§ **Short task**: Pick out each line of the material below that contains the string "mirror" and copy those lines.

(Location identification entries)
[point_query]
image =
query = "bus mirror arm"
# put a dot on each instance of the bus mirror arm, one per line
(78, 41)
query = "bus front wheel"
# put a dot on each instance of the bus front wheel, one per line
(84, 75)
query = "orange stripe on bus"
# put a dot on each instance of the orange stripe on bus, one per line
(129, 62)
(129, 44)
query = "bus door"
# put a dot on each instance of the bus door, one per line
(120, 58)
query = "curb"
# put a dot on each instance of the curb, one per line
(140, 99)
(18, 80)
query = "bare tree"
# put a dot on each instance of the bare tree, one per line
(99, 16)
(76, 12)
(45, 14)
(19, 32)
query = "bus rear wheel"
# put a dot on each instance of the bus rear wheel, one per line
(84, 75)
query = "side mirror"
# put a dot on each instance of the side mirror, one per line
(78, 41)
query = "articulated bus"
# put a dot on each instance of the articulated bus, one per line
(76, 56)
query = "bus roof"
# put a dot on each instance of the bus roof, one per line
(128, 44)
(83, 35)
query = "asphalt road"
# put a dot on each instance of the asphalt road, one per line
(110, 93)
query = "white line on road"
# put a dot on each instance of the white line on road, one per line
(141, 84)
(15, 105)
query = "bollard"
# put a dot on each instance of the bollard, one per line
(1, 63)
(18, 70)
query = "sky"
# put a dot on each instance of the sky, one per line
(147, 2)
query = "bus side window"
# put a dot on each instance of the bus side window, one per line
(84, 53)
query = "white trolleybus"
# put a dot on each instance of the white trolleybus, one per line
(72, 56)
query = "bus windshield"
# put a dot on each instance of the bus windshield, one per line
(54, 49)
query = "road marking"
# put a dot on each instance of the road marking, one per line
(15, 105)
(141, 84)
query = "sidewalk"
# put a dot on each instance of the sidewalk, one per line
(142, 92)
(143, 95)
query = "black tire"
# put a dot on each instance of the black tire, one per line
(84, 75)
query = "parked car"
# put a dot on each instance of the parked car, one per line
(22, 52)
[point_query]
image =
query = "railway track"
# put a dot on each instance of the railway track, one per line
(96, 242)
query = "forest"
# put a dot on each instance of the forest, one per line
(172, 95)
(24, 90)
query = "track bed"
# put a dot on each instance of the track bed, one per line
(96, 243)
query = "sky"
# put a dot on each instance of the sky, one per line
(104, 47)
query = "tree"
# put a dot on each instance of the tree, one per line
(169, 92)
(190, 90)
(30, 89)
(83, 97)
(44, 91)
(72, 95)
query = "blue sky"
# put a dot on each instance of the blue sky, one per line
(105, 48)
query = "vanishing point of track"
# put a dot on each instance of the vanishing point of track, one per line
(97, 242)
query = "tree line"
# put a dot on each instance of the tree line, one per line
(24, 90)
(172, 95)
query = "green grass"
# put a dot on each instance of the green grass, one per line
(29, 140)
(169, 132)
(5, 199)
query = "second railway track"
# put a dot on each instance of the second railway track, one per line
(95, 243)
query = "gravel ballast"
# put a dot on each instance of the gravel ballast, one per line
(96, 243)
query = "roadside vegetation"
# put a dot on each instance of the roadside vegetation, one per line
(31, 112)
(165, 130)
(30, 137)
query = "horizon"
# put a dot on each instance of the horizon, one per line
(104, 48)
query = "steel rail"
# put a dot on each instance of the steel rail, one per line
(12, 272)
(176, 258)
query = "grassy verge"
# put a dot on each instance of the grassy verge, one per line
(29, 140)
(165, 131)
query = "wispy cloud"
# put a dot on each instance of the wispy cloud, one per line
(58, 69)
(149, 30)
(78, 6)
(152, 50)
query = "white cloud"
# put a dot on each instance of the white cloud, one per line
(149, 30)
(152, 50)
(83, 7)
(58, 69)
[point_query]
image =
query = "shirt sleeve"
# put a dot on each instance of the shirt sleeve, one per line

§ **Worked answer**:
query = "bus mirror arm"
# put a dot on each instance of the bus mirror arm, one per line
query = "side mirror"
# put a dot on each instance of the side mirror, one per line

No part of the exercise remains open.